• **To be done**
Please update the records below, changing every "Note for the class" to "Reminder for the class" and leaving everything else unchanged.

• **Materials provided**
▬▬▬▬▬▬▬▬▬▬
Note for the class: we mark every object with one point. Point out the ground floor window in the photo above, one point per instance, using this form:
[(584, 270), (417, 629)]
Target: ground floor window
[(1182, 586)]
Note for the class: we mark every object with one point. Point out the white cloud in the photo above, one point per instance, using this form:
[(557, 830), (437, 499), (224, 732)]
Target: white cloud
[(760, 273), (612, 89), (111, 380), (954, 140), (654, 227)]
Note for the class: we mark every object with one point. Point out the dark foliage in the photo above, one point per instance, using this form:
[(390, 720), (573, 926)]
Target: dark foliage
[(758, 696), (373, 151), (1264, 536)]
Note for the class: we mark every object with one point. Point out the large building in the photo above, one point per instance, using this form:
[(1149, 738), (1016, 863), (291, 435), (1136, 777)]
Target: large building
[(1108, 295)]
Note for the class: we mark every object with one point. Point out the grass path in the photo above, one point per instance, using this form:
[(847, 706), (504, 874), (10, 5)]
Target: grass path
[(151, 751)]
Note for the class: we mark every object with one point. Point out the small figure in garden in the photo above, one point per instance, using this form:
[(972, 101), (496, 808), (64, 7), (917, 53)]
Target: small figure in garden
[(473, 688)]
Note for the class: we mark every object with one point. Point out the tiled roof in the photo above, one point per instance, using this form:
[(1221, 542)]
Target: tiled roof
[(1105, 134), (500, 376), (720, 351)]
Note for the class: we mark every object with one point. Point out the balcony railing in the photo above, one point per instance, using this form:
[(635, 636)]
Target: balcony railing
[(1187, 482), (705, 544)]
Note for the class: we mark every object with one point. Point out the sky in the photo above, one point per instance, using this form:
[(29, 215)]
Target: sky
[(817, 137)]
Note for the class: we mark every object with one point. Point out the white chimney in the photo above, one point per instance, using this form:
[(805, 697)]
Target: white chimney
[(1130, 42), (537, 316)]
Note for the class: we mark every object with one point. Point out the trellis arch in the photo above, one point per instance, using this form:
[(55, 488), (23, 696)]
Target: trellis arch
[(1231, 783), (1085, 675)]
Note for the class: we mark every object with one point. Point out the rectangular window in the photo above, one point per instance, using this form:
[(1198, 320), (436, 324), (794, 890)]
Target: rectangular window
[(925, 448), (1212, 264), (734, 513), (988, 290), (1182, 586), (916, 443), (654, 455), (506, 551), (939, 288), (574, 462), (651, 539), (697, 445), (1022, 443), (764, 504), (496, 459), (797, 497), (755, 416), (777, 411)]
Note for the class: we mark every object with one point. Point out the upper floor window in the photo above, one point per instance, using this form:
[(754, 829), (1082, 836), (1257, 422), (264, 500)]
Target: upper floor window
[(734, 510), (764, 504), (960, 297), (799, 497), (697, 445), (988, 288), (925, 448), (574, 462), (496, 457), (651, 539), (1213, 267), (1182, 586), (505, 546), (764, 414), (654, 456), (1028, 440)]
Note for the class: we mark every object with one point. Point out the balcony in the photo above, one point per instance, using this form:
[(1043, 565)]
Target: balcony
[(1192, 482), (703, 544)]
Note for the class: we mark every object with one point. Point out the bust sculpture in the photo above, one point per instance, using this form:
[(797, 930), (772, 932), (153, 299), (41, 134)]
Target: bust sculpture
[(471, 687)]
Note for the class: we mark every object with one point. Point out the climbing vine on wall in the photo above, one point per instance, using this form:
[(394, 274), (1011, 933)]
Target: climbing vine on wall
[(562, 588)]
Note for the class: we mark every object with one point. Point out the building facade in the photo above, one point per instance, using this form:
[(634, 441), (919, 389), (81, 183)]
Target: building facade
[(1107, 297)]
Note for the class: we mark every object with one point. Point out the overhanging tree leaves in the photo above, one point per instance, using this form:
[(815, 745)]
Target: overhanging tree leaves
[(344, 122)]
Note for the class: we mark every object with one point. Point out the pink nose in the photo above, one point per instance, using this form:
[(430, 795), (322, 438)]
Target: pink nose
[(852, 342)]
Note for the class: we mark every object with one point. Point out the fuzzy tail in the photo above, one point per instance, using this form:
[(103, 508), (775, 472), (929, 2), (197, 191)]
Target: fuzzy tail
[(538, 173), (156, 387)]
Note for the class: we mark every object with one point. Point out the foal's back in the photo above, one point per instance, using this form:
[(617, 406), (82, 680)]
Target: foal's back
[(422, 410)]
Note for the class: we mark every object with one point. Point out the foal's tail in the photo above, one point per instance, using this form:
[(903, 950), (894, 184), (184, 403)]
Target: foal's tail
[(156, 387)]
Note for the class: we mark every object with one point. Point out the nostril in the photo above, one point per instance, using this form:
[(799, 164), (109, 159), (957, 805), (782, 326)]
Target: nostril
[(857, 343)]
▬▬▬▬▬▬▬▬▬▬
• **Output of the task**
Reminder for the class: we mark every object with one point. Point out the ground floor window in the photo above, one point per instance, using this form:
[(584, 270), (417, 629)]
Target: ground floor window
[(1182, 586)]
Reminder for the class: we mark every object with one point. Point out the white cloud in the photo above, one point per instance, using this form:
[(557, 830), (437, 499), (224, 732)]
Target: white cloud
[(760, 273), (612, 89), (111, 380), (954, 140), (654, 227)]
Reminder for the class: we mark every object with one point. Point out the dark foliage in the photo above, one point per instance, using this form:
[(390, 720), (573, 926)]
Target: dark foliage
[(758, 696), (373, 151), (1264, 536)]
Reminder for the class: we mark every object with one point. Point out the large building in the photo above, one point per instance, using this form:
[(1149, 738), (1016, 863), (291, 435), (1136, 777)]
Target: large building
[(1108, 295)]
Reminder for the class: we mark every object with one point. Point out the grass path in the photo above, one point per instance, using this form:
[(847, 706), (504, 874), (10, 5)]
Target: grass path
[(151, 751)]
Reminder for the class: we mark every object with one point. Point out the small figure in garden in the photo above, one point per instance, using this form:
[(972, 101), (496, 808), (64, 7), (917, 53)]
Target: small figure in garden
[(473, 688)]
Reminder for the class: we mark every object with one point. Point out the tiled roof in the photo above, one point per instance, using this form:
[(1221, 542)]
Target: tiled roof
[(1105, 134), (500, 376), (720, 351)]
Reminder for the class: we mark every object with one point. Point out the balcony railing in the photo above, one point per instance, using this form:
[(635, 636)]
Target: balcony railing
[(1187, 482), (705, 544)]
Reminder for the class: we mark every object with one point. Point out the sky in the photo above, one point per instance, using this form:
[(29, 215)]
Target: sky
[(817, 137)]
Reminder for the class: we mark every object with one point. Point out the white chimney in the photo above, one point per instance, using this form:
[(805, 697)]
Target: white chimney
[(1130, 42), (537, 316)]
Reminder for the class: we mark every object with one point. Point out the trellis arch in the photo above, one point per instance, using this form:
[(55, 488), (23, 696)]
Target: trellis arch
[(1231, 783), (1085, 675)]
Reminder for the class: we mark every object with one point. Point out the rectangular window in the photo above, one point per instance, using this form:
[(1198, 320), (436, 324), (794, 890)]
Target: rectangular window
[(925, 448), (1212, 264), (734, 513), (988, 290), (1182, 586), (916, 443), (654, 455), (506, 551), (939, 288), (574, 462), (651, 539), (697, 445), (1022, 443), (764, 504), (496, 459), (797, 497), (755, 416), (777, 411)]
Reminder for the class: we mark every object with one point. Point out the upper floor window in the photo above, one point per instance, using this form:
[(754, 829), (1082, 836), (1257, 422), (264, 500)]
Target: upper floor window
[(734, 510), (764, 504), (960, 297), (799, 497), (697, 445), (988, 288), (925, 448), (574, 462), (496, 457), (651, 539), (1213, 267), (1182, 586), (505, 546), (764, 414), (654, 456), (1028, 440)]
Reminder for the class: we mark every object with one point. Point out the balcony in the photo above, one point per instance, using this form:
[(1043, 565)]
Target: balcony
[(1192, 482), (703, 544)]
Reminder for the class: we mark every object with one point. Point out the bust sculpture in the photo above, one point per instance, using this form:
[(797, 930), (772, 932), (153, 299), (41, 134)]
Target: bust sculpture
[(471, 687)]
Reminder for the class: we mark every object with one point. Point out the climbing vine on wall in the photo above, one point per instance, using this form:
[(394, 274), (1011, 933)]
Target: climbing vine on wall
[(562, 588)]
Reminder for the class: we mark every object with one point. Point out the building facade in the photo above, one point per instance, using this form:
[(634, 441), (919, 389), (81, 183)]
Target: building facade
[(1107, 297)]
Reminder for the class: we mark every object with one point. Point out the overhanging tree leaves in the photo above, one point per instance, using this form:
[(815, 745)]
Target: overhanging tree leaves
[(344, 122)]
Reminder for the class: we mark every object with one point. Point out the pink nose in the photo above, one point per instance, using this form:
[(430, 795), (322, 438)]
Target: pink nose
[(852, 342)]
Reminder for the class: we mark every object with one point. Point out the fuzzy tail in the photo above, one point per instance, using this form:
[(103, 508), (775, 472), (929, 2), (197, 191)]
Target: fuzzy tail
[(538, 173), (156, 387)]
Reminder for the class: we mark every object with one point. Point out the foal's back in the photo above, one point per instance, using this form:
[(617, 406), (82, 680)]
Target: foal's back
[(422, 410)]
Reminder for the class: we mark every object with one point. Point out the foal's tail in the photo above, one point per instance, using this form:
[(903, 950), (894, 184), (184, 403)]
Target: foal's tail
[(156, 387)]
Reminder for the class: we mark every object with one point. Point out the nostril in the photo above, one point per instance, using this form:
[(799, 164), (109, 159), (957, 805), (782, 326)]
Target: nostril
[(857, 343)]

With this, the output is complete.